___ Extracto del documento ___
El mundo de la cultura se está viendo singularmente sacudido por la pandemia y, en él, ni el libro ni la lectura ni todo cuanto les rodea se muestran inmunes a sus efectos negativos. Hay quienes aprovechan la coyuntura para lanzar de inmediato soflamas apocalípticas sobre el fin del libro impreso o para aventurar sofisticadas teorías de la liberación digital, carentes de un mínimo contraste con los hechos.
En lugar de eso, Roger Chartier (Lyon, 1945), director de la École des Hautes Études en Sciencies Sociales de París y experto conocedor de las prácticas de lectura y escritura en su diversidad histórico-social, convocado aquí a un coloquio sobre la situación actual de dichas prácticas, antepone a sus consideraciones una ponderada reflexión sobre la dificultad de realizar diagnósticos en un contexto tan cambiante como el del presente, previniéndonos de la tendencia a generalizar a partir de las propias experiencias, cuando no a partir de los propios miedos y deseos.
Es una advertencia sabia y oportuna, según se pone pronto de manifiesto al referirse Chartier a datos tales como los del cierre de librerías, la caída de ventas de libros impresos o la disminución del número de títulos publicados. Hace apenas unos días, los telediarios españoles informaban, ufanos, del incremento del tiempo medio de lectura de nuestros ciudadanos durante el confinamiento. En Brasil, las ventas de libros electrónicos se triplicaron el año pasado, mientras que en la mayoría de países este crecimiento ha sido bastante más limitado.
Entre el ensayo y el diálogo, este libro es una lúcida reflexión sobre los desafíos que ha de encarar la lectura a partir de su presente pandémico
No cabe tomar estos datos, negativos unos, positivos otros, de forma unilateral. Con la mirada de amplio aliento del historiador, con el gusto por la pluralidad de matices propio del sociólogo, Chartier distingue diferentes dimensiones de una realidad que parece haber acelerado la transición a un nuevo mundo de la cultura escrita. Señala mutaciones que vienen de tiempo atrás y se consolidan, como por ejemplo la edición sin editores, guiada por la pura lógica del marketing, o el creciente traslado de publicaciones a formato electrónico; detecta eventos novedosos, de futuro incierto, vinculados a la intensificación de los hábitos digitales entre jóvenes lecto-escritores on line, que ya no suelen leer libros; pero sobre todo apuesta por la permanencia de una experiencia de la lectura ligada a la letra impresa, que resiste al tipo de recepción más apresurada, fragmentaria, propia del entorno digital.
___ Datos proporcionados ___
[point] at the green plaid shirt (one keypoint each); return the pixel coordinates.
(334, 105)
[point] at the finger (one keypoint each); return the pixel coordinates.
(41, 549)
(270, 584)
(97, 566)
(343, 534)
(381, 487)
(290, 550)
___
== Objetivo del ejercicio ==
Transcribe sin cambios el pasaje del extracto que va de "En lugar de" a "miedos y deseos.". Los datos no intervienen en este ejercicio.

== Respuesta ==
En lugar de eso, Roger Chartier (Lyon, 1945), director de la École des Hautes Études en Sciencies Sociales de París y experto conocedor de las prácticas de lectura y escritura en su diversidad histórico-social, convocado aquí a un coloquio sobre la situación actual de dichas prácticas, antepone a sus consideraciones una ponderada reflexión sobre la dificultad de realizar diagnósticos en un contexto tan cambiante como el del presente, previniéndonos de la tendencia a generalizar a partir de las propias experiencias, cuando no a partir de los propios miedos y deseos.